So how can you increase your skills to try to land one of these great jobs?
Be Technically Literate.
One good skill to emphasize in your search for a drug lab job would be your familiarity with current technology. Lab work is definitely high tech, and if you know how to set up the mass spectrometer or how to follow proper procedures in sample keeping or how to rapidly run a few simulations, you are much better off than the poor schlub who can’t type very well.
It’s also important to be able to keep up to date on the new drugs and what things are looked for. Knowing lots of chemistry is vital; if you don’t know what that potassium chloride might do, it’s not a good thing.
Interpersonal skills are also integral to lab jobs. Labs can be stressful, with lots of tests done rapidly and with the same people over and over. If you can’t handle the guy across the table from you, it will greatly impact your job satisfaction and his. Learn how to get along in a fast-paced environment that requires lots of technical competence.
Also learn how to stay aware. Blissfully working away instead of noticing that mistake your coworker, who is quite stressed, is making could be quite bad.
Polish Up Your Chemist Credentials.
In fact, knowing chemical reactions can be pretty important. What happens if you are busy testing for one substance, and something else turns up? If you don’t recognize it, and therefore it passes you by, the testing agency will not be happy.

== == ==

• _What is expected_
Reproduce the part of the drug lab job text that opens with the words containing "Also learn how" and closes with "be quite bad.".

== == ==

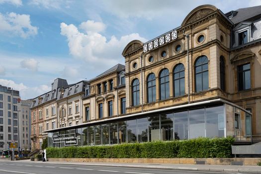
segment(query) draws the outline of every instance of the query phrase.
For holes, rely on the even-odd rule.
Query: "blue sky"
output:
[[[89,80],[124,64],[130,41],[180,26],[204,4],[225,13],[261,0],[0,0],[0,85],[26,99],[50,90],[57,78]]]

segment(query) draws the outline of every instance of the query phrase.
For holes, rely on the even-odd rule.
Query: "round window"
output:
[[[181,49],[181,46],[179,44],[177,44],[175,47],[175,51],[178,52],[179,51],[180,51]]]
[[[137,68],[137,63],[134,62],[133,64],[132,64],[132,68],[133,68],[134,69],[136,69],[136,68]]]
[[[162,57],[165,57],[165,56],[166,56],[166,55],[167,55],[167,53],[166,51],[163,51],[163,52],[161,52],[161,55]]]
[[[223,42],[223,41],[224,41],[224,37],[222,35],[220,36],[220,41],[221,41],[221,42]]]
[[[197,42],[199,43],[201,43],[204,41],[204,39],[205,39],[205,37],[203,35],[201,34],[198,36],[197,38]]]
[[[151,56],[149,58],[149,62],[152,63],[154,60],[154,58],[153,56]]]

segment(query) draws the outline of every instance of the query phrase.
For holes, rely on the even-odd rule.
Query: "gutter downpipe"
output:
[[[143,57],[143,54],[142,54],[140,58],[141,58],[141,112],[143,112],[143,76],[142,75],[142,58]]]
[[[188,34],[185,34],[184,30],[183,30],[183,35],[186,36],[187,41],[187,97],[188,97],[188,103],[190,103],[190,79],[189,78],[189,56],[188,55],[188,49],[189,48],[189,35]]]

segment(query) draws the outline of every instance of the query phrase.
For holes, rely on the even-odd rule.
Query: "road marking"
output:
[[[74,169],[74,168],[59,168],[60,169]]]
[[[128,174],[149,174],[149,173],[140,173],[138,172],[124,172],[124,173]]]
[[[17,172],[17,171],[6,171],[6,170],[1,170],[1,169],[0,169],[0,171],[5,172],[9,172],[9,173],[18,173],[18,174],[34,174],[34,173],[28,173],[28,172]]]
[[[119,172],[119,171],[105,171],[103,170],[98,170],[98,171],[102,171],[102,172]]]
[[[93,171],[93,169],[81,169],[81,168],[78,168],[78,169],[78,169],[78,170],[87,170],[87,171]]]

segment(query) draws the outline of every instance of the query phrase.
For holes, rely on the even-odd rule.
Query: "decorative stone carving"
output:
[[[188,21],[190,23],[194,22],[199,19],[206,17],[213,10],[209,9],[201,9],[199,10],[192,16],[190,19],[188,20]]]
[[[134,43],[132,44],[127,50],[127,53],[129,53],[137,50],[138,48],[141,47],[142,45],[138,43]]]

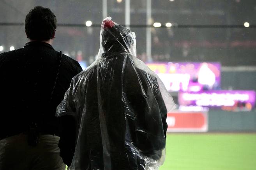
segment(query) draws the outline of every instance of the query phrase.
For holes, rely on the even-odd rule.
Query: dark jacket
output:
[[[54,85],[59,54],[49,44],[32,42],[0,54],[0,137],[26,131],[32,121],[42,133],[59,133],[56,107],[82,71],[78,62],[62,54]]]
[[[57,110],[73,113],[61,116],[65,130],[59,146],[68,165],[75,139],[73,166],[81,169],[104,169],[106,149],[113,170],[144,169],[143,155],[161,157],[166,109],[157,78],[134,68],[132,62],[127,54],[108,57],[72,79]]]
[[[74,77],[57,108],[64,129],[60,155],[71,169],[157,167],[167,128],[157,78],[136,64],[131,31],[110,23],[102,31],[104,52]]]

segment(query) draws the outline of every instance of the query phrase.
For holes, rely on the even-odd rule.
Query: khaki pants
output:
[[[28,146],[27,135],[22,134],[0,140],[0,170],[65,170],[58,146],[59,139],[41,135],[36,146]]]

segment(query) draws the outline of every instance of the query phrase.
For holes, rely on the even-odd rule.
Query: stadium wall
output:
[[[209,132],[256,132],[256,111],[209,111]]]

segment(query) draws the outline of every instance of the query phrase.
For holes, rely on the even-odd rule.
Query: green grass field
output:
[[[256,170],[256,134],[169,134],[159,170]]]
[[[168,134],[166,170],[255,170],[256,134]]]

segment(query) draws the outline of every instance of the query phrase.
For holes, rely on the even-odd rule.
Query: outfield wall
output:
[[[209,111],[208,132],[256,132],[256,111]]]

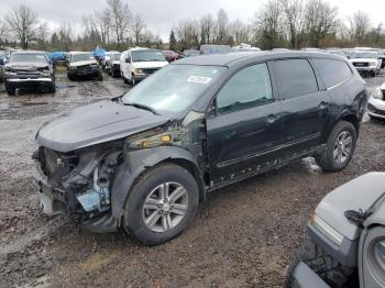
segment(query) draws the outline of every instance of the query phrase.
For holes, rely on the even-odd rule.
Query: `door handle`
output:
[[[275,121],[277,121],[278,119],[279,119],[278,115],[270,114],[270,115],[267,117],[267,122],[271,123],[271,124],[273,124],[273,123],[274,123]]]
[[[329,103],[328,103],[328,102],[322,101],[322,102],[319,103],[319,108],[320,108],[320,109],[326,109],[326,108],[328,108],[328,107],[329,107]]]

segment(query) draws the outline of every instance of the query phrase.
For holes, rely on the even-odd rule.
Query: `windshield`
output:
[[[11,62],[35,62],[35,63],[47,63],[47,59],[44,54],[32,54],[32,53],[12,53],[10,63]]]
[[[90,60],[92,55],[90,53],[73,54],[70,62]]]
[[[167,62],[160,51],[133,51],[132,62]]]
[[[351,58],[372,58],[372,59],[377,59],[377,53],[374,52],[353,52]]]
[[[119,60],[119,59],[120,59],[120,55],[121,55],[121,54],[113,54],[113,55],[111,56],[111,59],[112,59],[112,60]]]
[[[122,97],[123,103],[151,107],[160,113],[185,111],[223,73],[224,67],[167,65]]]

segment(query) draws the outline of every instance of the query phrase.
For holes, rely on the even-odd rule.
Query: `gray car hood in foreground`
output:
[[[65,153],[127,137],[167,121],[146,110],[103,100],[77,108],[42,126],[36,142]]]
[[[369,173],[328,193],[316,213],[334,230],[353,241],[360,236],[358,226],[345,217],[346,210],[366,211],[385,193],[385,173]]]

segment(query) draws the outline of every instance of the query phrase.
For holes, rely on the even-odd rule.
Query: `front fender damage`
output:
[[[201,118],[191,119],[188,123],[185,121],[182,126],[174,122],[125,140],[121,154],[122,163],[116,167],[109,182],[111,209],[107,214],[86,222],[89,230],[109,232],[121,226],[124,202],[131,187],[146,169],[166,160],[184,160],[197,171],[201,170]],[[172,141],[167,141],[167,135],[170,135]],[[163,136],[166,139],[165,143],[162,143]],[[204,187],[204,177],[199,175],[197,178]]]

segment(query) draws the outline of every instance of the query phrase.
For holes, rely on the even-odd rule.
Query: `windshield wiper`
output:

== == ==

• _Solution for this problem_
Also learn how to stay aware. Blissfully working away instead of noticing that mistake your coworker, who is quite stressed, is making could be quite bad.